[Data provided start]

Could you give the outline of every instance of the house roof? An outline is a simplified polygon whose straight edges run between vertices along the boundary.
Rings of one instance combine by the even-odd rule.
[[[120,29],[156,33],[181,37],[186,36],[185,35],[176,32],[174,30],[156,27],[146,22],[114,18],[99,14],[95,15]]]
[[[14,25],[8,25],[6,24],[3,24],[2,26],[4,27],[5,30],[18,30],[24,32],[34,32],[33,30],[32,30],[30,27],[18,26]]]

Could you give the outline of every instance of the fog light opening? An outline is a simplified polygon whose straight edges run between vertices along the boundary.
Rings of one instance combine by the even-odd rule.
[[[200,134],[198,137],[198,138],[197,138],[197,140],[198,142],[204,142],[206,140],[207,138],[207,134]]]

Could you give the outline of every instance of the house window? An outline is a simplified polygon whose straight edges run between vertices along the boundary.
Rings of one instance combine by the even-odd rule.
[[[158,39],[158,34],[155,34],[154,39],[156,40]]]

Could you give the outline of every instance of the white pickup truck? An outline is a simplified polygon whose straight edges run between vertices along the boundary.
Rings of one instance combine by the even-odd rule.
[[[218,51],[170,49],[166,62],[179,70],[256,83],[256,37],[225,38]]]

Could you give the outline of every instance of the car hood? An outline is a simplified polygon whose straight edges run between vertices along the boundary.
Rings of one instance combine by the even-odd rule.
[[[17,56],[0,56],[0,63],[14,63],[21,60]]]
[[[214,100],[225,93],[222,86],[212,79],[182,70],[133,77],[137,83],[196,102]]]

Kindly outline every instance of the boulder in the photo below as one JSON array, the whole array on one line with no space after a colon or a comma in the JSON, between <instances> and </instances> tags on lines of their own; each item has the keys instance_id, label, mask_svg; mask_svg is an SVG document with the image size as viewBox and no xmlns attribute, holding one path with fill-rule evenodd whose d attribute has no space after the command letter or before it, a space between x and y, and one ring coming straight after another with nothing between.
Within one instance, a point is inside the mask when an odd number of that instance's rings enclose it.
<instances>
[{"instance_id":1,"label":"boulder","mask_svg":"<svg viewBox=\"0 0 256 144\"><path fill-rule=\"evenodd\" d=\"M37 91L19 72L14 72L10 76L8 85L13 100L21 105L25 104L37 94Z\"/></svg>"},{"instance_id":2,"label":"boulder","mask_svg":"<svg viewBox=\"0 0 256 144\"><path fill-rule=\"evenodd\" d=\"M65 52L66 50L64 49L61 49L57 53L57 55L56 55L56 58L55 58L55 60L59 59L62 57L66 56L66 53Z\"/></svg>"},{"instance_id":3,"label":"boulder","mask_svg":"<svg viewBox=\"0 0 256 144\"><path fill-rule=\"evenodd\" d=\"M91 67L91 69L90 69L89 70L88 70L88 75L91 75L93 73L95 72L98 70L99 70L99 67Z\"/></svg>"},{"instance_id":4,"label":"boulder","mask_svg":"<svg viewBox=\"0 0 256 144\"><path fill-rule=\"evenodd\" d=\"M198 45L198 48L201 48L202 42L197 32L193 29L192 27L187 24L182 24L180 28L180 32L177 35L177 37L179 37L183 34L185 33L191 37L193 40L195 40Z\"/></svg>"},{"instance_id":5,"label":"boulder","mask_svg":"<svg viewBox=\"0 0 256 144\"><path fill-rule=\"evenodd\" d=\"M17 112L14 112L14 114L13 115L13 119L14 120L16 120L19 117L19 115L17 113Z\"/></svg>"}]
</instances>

[Data provided end]

_The task_
Write every record out again, unaltered.

_Completed task_
Could you give the outline of every instance of the house roof? An outline is a simplified polygon whose straight edges run between vertices along the boundary.
Rings of one instance combine by the even-odd rule.
[[[120,29],[156,33],[181,37],[186,36],[185,35],[176,32],[174,30],[156,27],[146,22],[114,18],[99,14],[95,15]]]
[[[14,25],[8,25],[6,24],[3,24],[2,26],[4,27],[5,30],[18,30],[24,32],[34,32],[33,30],[32,30],[30,27],[18,26]]]

Could you give the outline of every instance of the fog light opening? An outline is a simplified polygon whose straight edges run between vertices along the boundary.
Rings of one instance combine by the even-odd rule.
[[[200,134],[198,137],[198,138],[197,138],[197,140],[198,142],[204,142],[206,140],[207,138],[207,134]]]

Could you give the outline of every instance of the house window? An outline is a simplified polygon whose straight edges run between vertices along the boundary.
Rings of one instance combine by the even-odd rule.
[[[158,39],[158,34],[155,34],[154,39],[156,40]]]

Could you give the outline of every instance of the white pickup truck? An outline is a simplified polygon whose straight edges run between vertices along the boundary.
Rings of one instance combine by the even-odd rule.
[[[218,51],[170,49],[166,62],[179,70],[256,83],[256,37],[225,38]]]

Could you give the outline of every instance of the car hood? An outline is a simplified polygon whose straight edges run between vertices along the boundary.
Rings of one instance combine by the even-odd rule.
[[[17,56],[0,56],[0,63],[14,63],[21,60]]]
[[[214,100],[225,93],[222,86],[212,79],[182,70],[133,77],[137,83],[196,102]]]

Kindly outline every instance of the boulder in the photo below as one JSON array, the whole array on one line with no space after a colon or a comma in the JSON, between <instances> and </instances> tags on lines of their own; each item has the keys instance_id, label, mask_svg; mask_svg is an SVG document with the image size as viewBox and no xmlns attribute, holding one path with fill-rule evenodd whose d attribute has no space after the command letter or before it, a space between x and y, and one ring coming straight after another with nothing between.
Within one instance, a point is inside the mask when an odd number of that instance's rings enclose it.
<instances>
[{"instance_id":1,"label":"boulder","mask_svg":"<svg viewBox=\"0 0 256 144\"><path fill-rule=\"evenodd\" d=\"M37 91L19 72L14 72L10 76L8 85L13 100L21 105L25 104L37 94Z\"/></svg>"},{"instance_id":2,"label":"boulder","mask_svg":"<svg viewBox=\"0 0 256 144\"><path fill-rule=\"evenodd\" d=\"M65 52L66 50L64 49L61 49L57 53L57 55L56 55L56 58L55 58L55 60L59 59L62 57L66 56L66 53Z\"/></svg>"},{"instance_id":3,"label":"boulder","mask_svg":"<svg viewBox=\"0 0 256 144\"><path fill-rule=\"evenodd\" d=\"M91 67L91 69L90 69L89 70L88 70L88 75L91 75L93 73L95 72L98 70L99 70L99 67Z\"/></svg>"},{"instance_id":4,"label":"boulder","mask_svg":"<svg viewBox=\"0 0 256 144\"><path fill-rule=\"evenodd\" d=\"M198 45L198 48L201 48L202 42L197 32L193 29L192 27L187 24L182 24L180 28L180 32L177 35L177 37L179 37L183 34L185 33L191 37L193 40L195 40Z\"/></svg>"},{"instance_id":5,"label":"boulder","mask_svg":"<svg viewBox=\"0 0 256 144\"><path fill-rule=\"evenodd\" d=\"M17 112L14 112L14 114L13 115L13 119L14 120L16 120L19 117L19 115L17 113Z\"/></svg>"}]
</instances>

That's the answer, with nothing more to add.